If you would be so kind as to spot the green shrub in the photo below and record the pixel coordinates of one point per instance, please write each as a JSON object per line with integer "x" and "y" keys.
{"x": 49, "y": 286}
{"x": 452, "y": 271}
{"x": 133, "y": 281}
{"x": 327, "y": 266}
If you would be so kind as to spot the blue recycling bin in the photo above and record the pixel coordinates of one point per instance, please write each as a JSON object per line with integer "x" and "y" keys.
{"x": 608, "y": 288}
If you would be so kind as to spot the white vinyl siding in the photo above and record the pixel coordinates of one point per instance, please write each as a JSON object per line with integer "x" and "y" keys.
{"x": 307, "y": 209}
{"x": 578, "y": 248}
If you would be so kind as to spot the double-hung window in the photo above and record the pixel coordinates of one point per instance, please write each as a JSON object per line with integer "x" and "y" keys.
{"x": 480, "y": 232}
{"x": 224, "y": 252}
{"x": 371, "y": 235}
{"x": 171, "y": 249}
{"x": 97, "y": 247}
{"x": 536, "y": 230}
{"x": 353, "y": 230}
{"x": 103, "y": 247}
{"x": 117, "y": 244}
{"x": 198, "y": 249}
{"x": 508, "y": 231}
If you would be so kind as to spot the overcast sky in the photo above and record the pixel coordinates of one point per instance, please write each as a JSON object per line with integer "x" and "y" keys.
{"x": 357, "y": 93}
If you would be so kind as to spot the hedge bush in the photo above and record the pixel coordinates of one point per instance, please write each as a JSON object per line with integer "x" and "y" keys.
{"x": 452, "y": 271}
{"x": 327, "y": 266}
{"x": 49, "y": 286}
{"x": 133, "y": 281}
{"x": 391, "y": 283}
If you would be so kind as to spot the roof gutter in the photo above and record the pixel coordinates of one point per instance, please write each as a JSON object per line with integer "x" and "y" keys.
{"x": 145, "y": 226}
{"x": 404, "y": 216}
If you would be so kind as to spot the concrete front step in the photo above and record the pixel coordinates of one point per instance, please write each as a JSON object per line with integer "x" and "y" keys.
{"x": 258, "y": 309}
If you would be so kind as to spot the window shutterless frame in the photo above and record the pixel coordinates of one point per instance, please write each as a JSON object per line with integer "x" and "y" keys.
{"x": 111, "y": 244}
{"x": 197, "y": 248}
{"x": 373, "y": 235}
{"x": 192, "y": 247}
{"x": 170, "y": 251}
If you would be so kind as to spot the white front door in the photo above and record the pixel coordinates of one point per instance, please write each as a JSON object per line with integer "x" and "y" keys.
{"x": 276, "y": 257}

-- Task instructions --
Write out the data again, exactly and in full.

-- Reply to the task --
If you would be so kind as to spot the green shrub in the photo below and record the pixel coordinates of one point per instance, please write each as a JSON object per line with integer "x" and "y" keys.
{"x": 49, "y": 286}
{"x": 452, "y": 271}
{"x": 133, "y": 281}
{"x": 327, "y": 266}
If you would be so kind as to spot the blue recycling bin in the photo above and record the pixel coordinates of one point per instance, please write each as a JSON object per line with integer "x" and "y" keys.
{"x": 608, "y": 288}
If you would be so kind as to spot the white vinyl siding in the photo above and record the pixel coordinates of one point per instance, please write each as a JSON object per line with integer "x" and "y" keys.
{"x": 307, "y": 209}
{"x": 578, "y": 248}
If you would be so kind as to spot the double-hung window in the photo above and record the pixel coordinates of one point per instance, please write each as a JSON object per line with integer "x" and "y" keys.
{"x": 480, "y": 232}
{"x": 224, "y": 252}
{"x": 371, "y": 235}
{"x": 171, "y": 249}
{"x": 97, "y": 247}
{"x": 536, "y": 230}
{"x": 353, "y": 230}
{"x": 103, "y": 247}
{"x": 117, "y": 244}
{"x": 198, "y": 249}
{"x": 508, "y": 231}
If you would be so kind as to spot the overcast sky in the photo above and record the pixel coordinates of one point per instance, please write each as a JSON object per line with integer "x" and "y" keys.
{"x": 357, "y": 93}
If you would be so kind as to spot the hedge bush in the photo above and record the pixel coordinates of one point per instance, please write each as a JSON object per line with integer "x" and "y" keys.
{"x": 452, "y": 271}
{"x": 327, "y": 266}
{"x": 49, "y": 286}
{"x": 133, "y": 281}
{"x": 391, "y": 283}
If you would be so kind as to spot the roof gutter in the photo above and record the pixel coordinates of one point per instance, please write each as a JSON object per line with integer "x" and "y" keys.
{"x": 145, "y": 226}
{"x": 404, "y": 216}
If you would be so kind as to spot the concrete front step in the photo above and record the pixel coordinates of one point per instance, please write each as a JSON object per line with integer "x" and "y" keys.
{"x": 258, "y": 309}
If you would be so kind as to spot the window shutterless frame in the photo above and record the pixel coordinates of one point per instance, please write each as a JSON object per line with integer "x" and "y" keys.
{"x": 111, "y": 244}
{"x": 197, "y": 248}
{"x": 373, "y": 235}
{"x": 192, "y": 247}
{"x": 170, "y": 251}
If you would be so kind as to spot the white front door in the photo above and record the pixel coordinates of one point per instance, please write each as a JSON object per line with integer "x" and "y" keys.
{"x": 276, "y": 257}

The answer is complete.